Source text >>

Resident-centered communication approaches are strengthened by good collaboration between resident services and property management staff, including maintenance staff. A collaborative approach helps ensure consistent messaging and services to the resident. It provides opportunities to better understand and acknowledge the residents’ experience by gathering insights from service coordinators and maintenance staff who are in regular communication with residents and who may even serve as trusted messengers in the future. For Preservation of Affordable Housing (POAH), maintenance supervisors are key members of their Designing Trauma Resilient Communities site teams. The supervisors actively engage with residents and are critical to identifying solutions to processes where both residents and maintenance staff feel like there needs to be improvement, such as communications about inspections. As a result, POAH is planning to provide residents a means to schedule inspection times so that residents have more choice and the maintenance team will have the peace of mind knowing that they are expected.

Material shown >>
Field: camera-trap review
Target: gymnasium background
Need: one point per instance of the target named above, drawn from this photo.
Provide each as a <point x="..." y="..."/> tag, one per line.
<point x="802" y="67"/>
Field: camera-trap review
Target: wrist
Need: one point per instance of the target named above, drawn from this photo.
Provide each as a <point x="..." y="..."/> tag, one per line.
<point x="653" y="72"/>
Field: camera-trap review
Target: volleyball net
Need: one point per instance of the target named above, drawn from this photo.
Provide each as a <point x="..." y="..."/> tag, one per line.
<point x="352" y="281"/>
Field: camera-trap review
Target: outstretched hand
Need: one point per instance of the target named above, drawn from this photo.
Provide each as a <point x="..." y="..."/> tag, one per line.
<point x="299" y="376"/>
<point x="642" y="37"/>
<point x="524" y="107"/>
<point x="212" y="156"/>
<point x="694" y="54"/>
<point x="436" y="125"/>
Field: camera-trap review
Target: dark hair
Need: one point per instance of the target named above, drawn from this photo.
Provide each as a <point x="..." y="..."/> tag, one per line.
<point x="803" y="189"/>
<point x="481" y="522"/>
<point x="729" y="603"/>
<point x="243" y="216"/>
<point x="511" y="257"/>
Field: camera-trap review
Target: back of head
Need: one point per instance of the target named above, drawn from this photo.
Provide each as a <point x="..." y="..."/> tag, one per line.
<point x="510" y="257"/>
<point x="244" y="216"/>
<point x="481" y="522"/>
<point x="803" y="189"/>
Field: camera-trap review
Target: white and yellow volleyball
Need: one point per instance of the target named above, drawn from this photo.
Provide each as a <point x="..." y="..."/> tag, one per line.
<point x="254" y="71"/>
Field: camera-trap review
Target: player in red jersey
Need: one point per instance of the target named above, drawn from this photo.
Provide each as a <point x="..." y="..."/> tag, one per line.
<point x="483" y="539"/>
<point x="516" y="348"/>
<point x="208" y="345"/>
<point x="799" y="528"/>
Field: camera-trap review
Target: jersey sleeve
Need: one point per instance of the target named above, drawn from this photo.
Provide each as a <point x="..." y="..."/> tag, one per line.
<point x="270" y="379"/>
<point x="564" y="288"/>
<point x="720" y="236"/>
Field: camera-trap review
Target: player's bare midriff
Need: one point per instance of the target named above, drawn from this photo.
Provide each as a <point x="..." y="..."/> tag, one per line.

Exercises to complete >>
1/ Answer these questions from the resident-centered communication text:
(a) What does a collaborative approach help ensure?
(b) In POAH, who are key members of the Designing Trauma Resilient Communities site teams?
(c) What is POAH planning to give residents?
2/ Write the next part of the resident-centered communication text, starting after its final sentence.

Answers by item number >>
1/
(a) Consistent messaging and services to the resident.
(b) Maintenance supervisors.
(c) A means to schedule inspection times.

2/
A Sense of Agency, Control Is Important
Besides wanting to be a better, more transparent and equitable housing provider, why should housers review their business practices? Over the past several years, Stewards of Affordable Housing for the Future (SAHF), a national collaborative of nonprofit affordable housing developers, has explored resident voice and agency and what that means for individual and community health and well-being. Research across many different disciplines supports the fact that people are less likely to thrive in environments and situations that offer little sense of individual agency and control. In fact, they are more likely to experience chronic stress, which can result in an increased likelihood of a range of poor health conditions such as heart disease, high blood pressure, anxiety and depression, not to mention an overall diminished sense of well-being. Almost 20 months into an unpredictable and evolving pandemic the like of which hasn’t occurred in over a century, this should not come as a surprise. Nor should the fact that when residents are experiencing chronic stress and poor mental health, they may find it more difficult to engage with their landlord to find solutions for problems, like being unable to pay that month’s rent.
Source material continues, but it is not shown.